--- ENTRIES SUPPLIED ---

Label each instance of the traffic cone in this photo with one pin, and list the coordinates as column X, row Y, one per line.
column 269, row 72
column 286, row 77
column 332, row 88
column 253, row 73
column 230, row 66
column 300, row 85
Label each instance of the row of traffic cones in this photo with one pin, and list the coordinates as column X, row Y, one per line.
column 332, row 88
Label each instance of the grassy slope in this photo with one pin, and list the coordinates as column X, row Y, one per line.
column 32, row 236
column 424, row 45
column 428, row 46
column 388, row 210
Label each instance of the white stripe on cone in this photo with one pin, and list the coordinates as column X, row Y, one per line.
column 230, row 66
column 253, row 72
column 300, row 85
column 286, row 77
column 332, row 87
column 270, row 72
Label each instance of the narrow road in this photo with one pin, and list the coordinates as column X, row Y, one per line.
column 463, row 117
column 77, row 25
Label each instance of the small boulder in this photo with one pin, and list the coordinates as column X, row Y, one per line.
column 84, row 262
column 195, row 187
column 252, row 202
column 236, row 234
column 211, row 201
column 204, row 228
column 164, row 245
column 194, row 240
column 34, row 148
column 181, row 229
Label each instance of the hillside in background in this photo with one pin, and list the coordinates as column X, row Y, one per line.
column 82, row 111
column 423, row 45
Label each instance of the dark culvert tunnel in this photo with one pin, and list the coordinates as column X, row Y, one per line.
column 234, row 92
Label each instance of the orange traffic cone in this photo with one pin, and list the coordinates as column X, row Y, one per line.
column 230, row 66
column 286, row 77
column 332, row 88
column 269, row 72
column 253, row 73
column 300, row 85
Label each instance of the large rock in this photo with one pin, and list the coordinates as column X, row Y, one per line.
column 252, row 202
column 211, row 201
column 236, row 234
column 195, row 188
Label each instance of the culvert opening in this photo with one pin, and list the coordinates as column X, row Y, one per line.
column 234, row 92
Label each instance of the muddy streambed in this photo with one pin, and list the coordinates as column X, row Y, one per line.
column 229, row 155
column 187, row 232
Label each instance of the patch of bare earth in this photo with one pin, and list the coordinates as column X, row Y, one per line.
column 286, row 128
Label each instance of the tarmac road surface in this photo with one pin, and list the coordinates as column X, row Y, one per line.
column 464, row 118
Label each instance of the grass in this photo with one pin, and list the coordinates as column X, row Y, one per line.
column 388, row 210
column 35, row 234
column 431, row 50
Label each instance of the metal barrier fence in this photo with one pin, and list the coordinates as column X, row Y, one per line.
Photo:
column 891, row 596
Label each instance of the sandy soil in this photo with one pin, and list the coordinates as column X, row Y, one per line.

---

Copy each line of the data above without altering a single character.

Label each instance of the traffic cone in this photo with one pin, and list the coordinates as column X, row Y, one per line.
column 269, row 72
column 286, row 77
column 332, row 88
column 253, row 73
column 230, row 66
column 300, row 85
Label each instance of the row of traffic cones in this photo with one pin, and list the coordinates as column X, row Y, one per line.
column 332, row 88
Label each instance of the grassy slope in this photo with one pin, and list the coordinates as column X, row Y, one per line.
column 32, row 236
column 424, row 45
column 428, row 46
column 388, row 210
Label each instance of the white stripe on cone in this photo with one pin, and list the coordinates as column X, row Y, one per line.
column 230, row 66
column 253, row 72
column 300, row 85
column 286, row 77
column 332, row 87
column 270, row 72
Label each instance of the narrow road in this photo with one pin, and list the coordinates as column X, row Y, one per line.
column 463, row 117
column 77, row 25
Label each instance of the small boulder in this photo with one pin, and list the coordinates as column X, row Y, one per line.
column 84, row 262
column 195, row 187
column 252, row 202
column 236, row 234
column 211, row 201
column 204, row 228
column 164, row 245
column 194, row 240
column 34, row 148
column 181, row 229
Label each instance of the hillside in background in this photo with one pin, and list the coordinates as column X, row Y, one per line.
column 82, row 111
column 423, row 45
Label each instance of the dark culvert tunnel in this photo with one pin, and list the coordinates as column X, row Y, one per line.
column 234, row 92
Label each instance of the orange traffic cone in this photo with one pin, and list the coordinates as column X, row Y, one per line.
column 230, row 66
column 286, row 77
column 332, row 88
column 269, row 72
column 253, row 73
column 300, row 85
Label each instance of the large rock in this photo with one pin, and list the coordinates as column X, row Y, one per line.
column 252, row 202
column 211, row 201
column 236, row 234
column 195, row 188
Label each instance of the culvert opening in this photo with one pin, and list the coordinates as column X, row Y, one per line.
column 234, row 92
Label each instance of the muddy streambed in this photo with one pin, and list the coordinates as column X, row Y, one per line.
column 229, row 155
column 187, row 232
Label each instance of the patch of bare earth in this photo with one pin, and list the coordinates as column X, row Y, one per line.
column 286, row 128
Label each instance of the tarmac road surface in this photo with one pin, and list the coordinates as column X, row Y, one per line.
column 464, row 118
Label each instance of the grass in this photo with one pin, and list the coordinates as column X, row Y, one per line.
column 388, row 210
column 35, row 234
column 431, row 50
Label each instance of the metal barrier fence in this photo with one pin, and list the coordinates as column X, row Y, one per line.
Photo:
column 891, row 596
Label each instance of the sandy soil in this photo with one pin, and list the coordinates as column X, row Y, one per line.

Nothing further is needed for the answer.